Quoted text
The data acquisition system with its computer hardware, software, storage, and peripheral equipment is the starting point for most detailed engineering analysis. Whether the task is a study in a laboratory or a look at a pesky anomaly in a customer installation, it all starts by acquiring data from the equipment being studied.
The typical data acquisition system has certain elements for collecting data and preparing it for computer input. Figure 1 shows the functions of a basic system.
Analog inputs of various types are conditioned so that each has a common voltage range to represent its expected measurement span. This involves gain and offset adjustment and, in many cases, filtering. When a sensor such as a Wheatstone bridge needs excitation voltage, it is supplied by the related conditioner.
Each input is sampled and held for conversion. In the typical case, sampling is sequential. However, some applications require simultaneous sampling of all channels so time relationships are not distorted. One example is the crash test of an automobile, where the user must determine what events happened at each increment of time during a few seconds of intense activity.
The analog-to-digital converter (ADC), the heart of the acquisition system, can be selected from a wide range of types, resolutions, and accuracies. Some of the readily available classes include successive approximation, flash, integration, and delta-sigma conversion.
One or more first-in, first-out (FIFO) buffers are used to hold digital words so none is lost in transfer to the system computer. The size of a FIFO depends on data collection rates and the worst-case accessibility of the computer input path.
All communications with the PC are via bus interface and controller circuitry. This architecture is uniquely defined for each type of bus and the onboard elements that must be serviced.
Many high-performance acquisition systems include one or more analog outputs. These take digital data from the computer to form a continuous analog waveform. A buffer is provided for each channel, so the correct timing relationship between samples can be maintained. Similarly, many systems include a multichannel digital port on which groups of bits can be set as inputs or outputs.
In many systems, a clock controls analog sampling rates and other critical timing functions. The frequency is set by the computer. Some systems have general-purpose counter/timers as well.
The Choice of Equipment
Within the broad boundaries of data acquisition architecture, there are dozens of characteristics that must be considered when selecting a data acquisition system. Start with the basics—resolution, accuracy, and speed. Then come sensitivity, dynamic range, channel counts, and specialized signal conditioning. Obviously, the selection involves a compromise among these characteristics, but there are relative priorities that must be evaluated. You can get a collection rate of 2 MS/s or a resolution of 20 bits, but you can’t have both in the same system. Just how important is each for your application?

Provided data
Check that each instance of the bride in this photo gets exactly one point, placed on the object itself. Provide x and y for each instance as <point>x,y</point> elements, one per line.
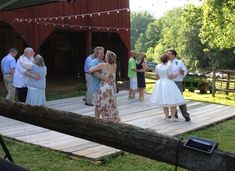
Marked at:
<point>166,94</point>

To do
a: In the passage on data acquisition systems, why do some applications sample all channels simultaneously rather than sequentially? Answer in one to three sentences.
b: According to the passage on data acquisition systems, what determines the size of a FIFO buffer?
c: Continue the passage on data acquisition systems from where it stops.
The data have no connection to the passage on data acquisition systems.

Results for the exercise
a: Simultaneous sampling keeps the time relationships between channels from being distorted. In an automobile crash test, for example, the user must determine what happened at each increment of time during a few seconds of intense activity.

b: The data collection rates and the worst-case accessibility of the computer input path.

c:
Another consideration is noise. “When users find that noise is limiting them,” said Tom Lawson, president of Lawson Labs, “we show them how to solve the problem. We have systems with input impedance as high as 1015 W, true-differential protected inputs with an extra-wide DC common-mode range, very high resolution, noise-rejection converters, and optical isolation to allow ground loops to be broken.”
Finally, maybe you can find a system that improves the data acquisition performance and still allows you to use your existing software tools. Don’t toss out that investment of a few years ago just because the speed and resolution are not sufficient for today’s applications.
Interfaces to a PC
Most data is routed to a PC over some type of communications bus. Presently, low-speed systems can use the universally available RS-232 or IEEE 488. The PC buses and their extensions offer a step up in speed and are very popular.
“When speed is the key,” said Ed Evansen, president of Measurement Computing, “the PCI bus has a clear advantage over other buses. With 130-MB/s bandwidth and typical useful speed of >80 MB/s, it outruns the ISA, PCMCIA card, Universal Serial Bus (USB), Ethernet, and PC/104.”
There are trade-offs with each bus. The key is to find a bus that meets both short-term and long-term goals. For example, when speed is critical, the PCI bus is the way to go. If price is the overriding factor, the ISA bus with its simple interface will save you money. For small size and portability, it’s hard to beat the PCMCIA card.
The simplest hardware/software installation with plug-and-play capability may be PCI, USB, or PCMCIA. For an embedded system, the PC/104 is an excellent choice.
On the horizon is Version 2.0 of the USB. When interface chips to support it become widely available, it may dominate. The jury still is out on Firewire (IEEE 1394), which offers some speed advantages but must gain support from equipment manufacturers to be a viable option.
With all the attention directed toward the newer, high-speed, high-performance buses, it is interesting to see what is happening to the older buses. Yes, many users find the ISA bus or Ethernet suitable for data acquisition, and the 4-20-mA current loop and IEEE 488 bus are alive and well. And this may be a surprise: the RS-232 serial bus still is one of the most widely used interfaces.
Multigigahertz Acquisition
“In most multigigahertz applications,” noted Mike Bayda, product marketing manager at Keithley Instruments, “the goal is not to monitor the data source continuously, but rather to capture a transient of some sort. We can equate this to using a high-speed storage oscilloscope. Consequently, a very important factor is the amount and use of memory.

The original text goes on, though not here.